Perché Usain Bolt è speciale
Storie e foto dell'uomo più veloce di sempre, che ha vinto tutto quello che c'era da vincere con un fisico "sbagliato" e oggi compie trent'anni
Il 14 luglio 2001, i pochi spettatori presenti allo stadio di una città dell’Ungheria orientale videro il futuro dell’atletica leggera: si manifestò nelle sembianze di un ragazzo magrissimo e un po’ spaesato, che sui blocchi di partenza della pista d’atletica si torceva nervosamente le mani.
Erano in corso i Mondiali di atletica della categoria Allievi, quelli riservati agli under 18. In quei giorni scesero in pista alcuni degli atleti più forti del decennio successivo: la quattrocentista americana Allyson Felix, il mezzofondista kenyano Brimin Kipruto e il velocista di Trinidad & Tobago Darrel Brown. Il sedicenne Andrew Howe vinse l’unica medaglia per l’Italia, un bronzo nel salto in lungo. Ma nessuno di loro era il Futuro, che scese in pista poco prima delle 17.15 senza che nessuno lo riconoscesse. Per venti secondi tutto andò come se fosse stato già il 2009, o il 2012, o il 2016: il ragazzo magrissimo partì lento, si riprese, cominciò a ingranare, raggiunse gli altri poco dopo la metà della corsa – «è in quel momento che divento una bestia», avrebbe raccontato il Futuro anni dopo parlando di una gara simile – limitandosi poi a camminare ad ampie falcate, mentre tutti gli altri sbuffavano pestando a più non posso i piedi sulla pista e restavano indietro. Il corridore giamaicano Usain Bolt, quindici anni prima dei due ori olimpici ottenuti alle Olimpiadi di Rio, aveva vinto la sua prima gara internazionale, anche se era solo una batteria di un campionato giovanile.

==========

Attività proposte.
1. Riassumi in un elenco puntato il paragrafo del brano su Usain Bolt che comincia con «Erano in corso i Mondiali», mantenendone i fatti principali.
2. Continua il brano su Usain Bolt a partire dalla sua ultima frase.

==========

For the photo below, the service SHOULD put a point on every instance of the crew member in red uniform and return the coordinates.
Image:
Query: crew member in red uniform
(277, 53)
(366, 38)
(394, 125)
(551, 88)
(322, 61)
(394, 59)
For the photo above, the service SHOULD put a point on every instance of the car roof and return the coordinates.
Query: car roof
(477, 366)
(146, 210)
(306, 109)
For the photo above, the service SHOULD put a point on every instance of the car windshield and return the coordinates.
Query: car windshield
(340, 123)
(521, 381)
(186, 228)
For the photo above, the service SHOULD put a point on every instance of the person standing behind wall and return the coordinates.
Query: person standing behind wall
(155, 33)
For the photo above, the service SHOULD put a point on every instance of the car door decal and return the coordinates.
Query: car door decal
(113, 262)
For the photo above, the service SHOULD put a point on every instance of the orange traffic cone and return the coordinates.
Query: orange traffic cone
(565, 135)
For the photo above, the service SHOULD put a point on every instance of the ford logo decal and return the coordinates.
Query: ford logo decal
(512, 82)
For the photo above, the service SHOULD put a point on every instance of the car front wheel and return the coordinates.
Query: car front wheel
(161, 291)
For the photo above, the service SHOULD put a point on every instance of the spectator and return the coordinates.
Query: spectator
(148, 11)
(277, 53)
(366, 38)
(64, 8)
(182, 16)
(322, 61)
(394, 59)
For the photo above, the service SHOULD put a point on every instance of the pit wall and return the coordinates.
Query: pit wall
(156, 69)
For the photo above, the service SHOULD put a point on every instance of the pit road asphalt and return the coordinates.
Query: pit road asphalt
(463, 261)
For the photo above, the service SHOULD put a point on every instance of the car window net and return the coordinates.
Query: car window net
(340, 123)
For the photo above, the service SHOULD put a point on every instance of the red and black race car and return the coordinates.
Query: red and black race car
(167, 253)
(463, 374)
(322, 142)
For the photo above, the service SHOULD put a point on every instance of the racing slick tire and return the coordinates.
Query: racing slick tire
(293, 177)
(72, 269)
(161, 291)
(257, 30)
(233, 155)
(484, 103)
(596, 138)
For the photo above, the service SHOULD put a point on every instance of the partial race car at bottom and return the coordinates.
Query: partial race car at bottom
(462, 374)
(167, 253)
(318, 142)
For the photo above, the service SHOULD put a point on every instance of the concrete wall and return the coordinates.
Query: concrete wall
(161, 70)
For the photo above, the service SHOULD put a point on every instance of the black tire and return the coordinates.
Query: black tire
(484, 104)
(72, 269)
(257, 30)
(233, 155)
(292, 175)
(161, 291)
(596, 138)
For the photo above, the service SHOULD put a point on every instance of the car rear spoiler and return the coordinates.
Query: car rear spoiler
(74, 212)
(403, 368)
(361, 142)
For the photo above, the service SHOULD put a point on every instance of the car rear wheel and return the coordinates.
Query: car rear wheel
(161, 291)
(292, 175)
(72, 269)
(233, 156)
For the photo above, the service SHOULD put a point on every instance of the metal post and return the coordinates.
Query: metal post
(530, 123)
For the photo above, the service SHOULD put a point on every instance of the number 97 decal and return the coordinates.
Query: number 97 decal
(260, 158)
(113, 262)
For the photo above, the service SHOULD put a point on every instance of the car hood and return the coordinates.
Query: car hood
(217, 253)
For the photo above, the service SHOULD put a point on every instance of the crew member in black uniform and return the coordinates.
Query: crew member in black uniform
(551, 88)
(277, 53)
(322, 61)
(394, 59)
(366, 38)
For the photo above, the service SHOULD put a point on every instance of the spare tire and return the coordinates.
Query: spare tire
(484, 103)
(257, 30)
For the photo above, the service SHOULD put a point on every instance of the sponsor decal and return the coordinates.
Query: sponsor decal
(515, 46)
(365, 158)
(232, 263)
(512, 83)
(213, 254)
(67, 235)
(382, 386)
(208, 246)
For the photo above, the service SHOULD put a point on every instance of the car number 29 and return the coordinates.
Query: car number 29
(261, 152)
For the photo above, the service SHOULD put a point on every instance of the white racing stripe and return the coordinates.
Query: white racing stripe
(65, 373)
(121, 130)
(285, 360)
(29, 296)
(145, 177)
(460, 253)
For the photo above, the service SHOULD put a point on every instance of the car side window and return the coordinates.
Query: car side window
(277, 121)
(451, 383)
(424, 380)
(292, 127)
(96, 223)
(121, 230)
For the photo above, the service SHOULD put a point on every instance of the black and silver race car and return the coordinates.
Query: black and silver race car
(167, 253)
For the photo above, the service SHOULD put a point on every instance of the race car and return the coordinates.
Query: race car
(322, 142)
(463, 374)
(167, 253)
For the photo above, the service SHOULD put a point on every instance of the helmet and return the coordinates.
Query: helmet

==========

Risultati attesi.
1.
- Si disputavano i Mondiali di atletica della categoria Allievi, riservati agli under 18.
- In pista c'erano alcuni dei migliori atleti del decennio successivo: Allyson Felix, Brimin Kipruto e Darrel Brown.
- Il sedicenne Andrew Howe vinse l'unica medaglia italiana, un bronzo nel salto in lungo.
- Poco prima delle 17.15 scese in pista, senza che nessuno lo riconoscesse, il ragazzo magrissimo chiamato il Futuro.
- Partì lento, raggiunse gli altri poco dopo metà gara e li lasciò indietro con ampie falcate.
- Era Usain Bolt, che vinse così la sua prima gara internazionale, una batteria di un campionato giovanile, quindici anni prima dei due ori olimpici di Rio.

2.
Per l’atletica, e nello specifico per le discipline della velocità, il 2001 era ancora l’anno dei muscoli gonfi e delle vene in evidenza. L’americano Maurice Greene vinse i 100 metri ai Mondiali di atletica di quell’anno correndo in 9 secondi e 82 centesimi, un tempo di tre centesimi di secondo superiore al record del mondo stabilito da Greene stesso due anni prima. I 200 furono vinti dal greco Kōnstantinos Kenterīs, un bianco dal fisico tozzo che negli ultimi anni della sua carriera divenne un po’ misteriosamente fra i migliori atleti della specialità al mondo (nel 2004 fu squalificato per aver saltato dei controlli antidoping prima delle Olimpiadi di Atene). Per Greene, un afroamericano del Kansas con un fisico da bodybuilder, fu l’ultima importante vittoria della carriera. Nelle stagioni immediatamente successive i 100 e i 200 furono dominati dai soliti tre nomi: gli americani Justin Gatlin e Tyson Gay e il giamaicano Asafa Powell, tre corridori dai fisici molto simili. Poi arrivò Bolt.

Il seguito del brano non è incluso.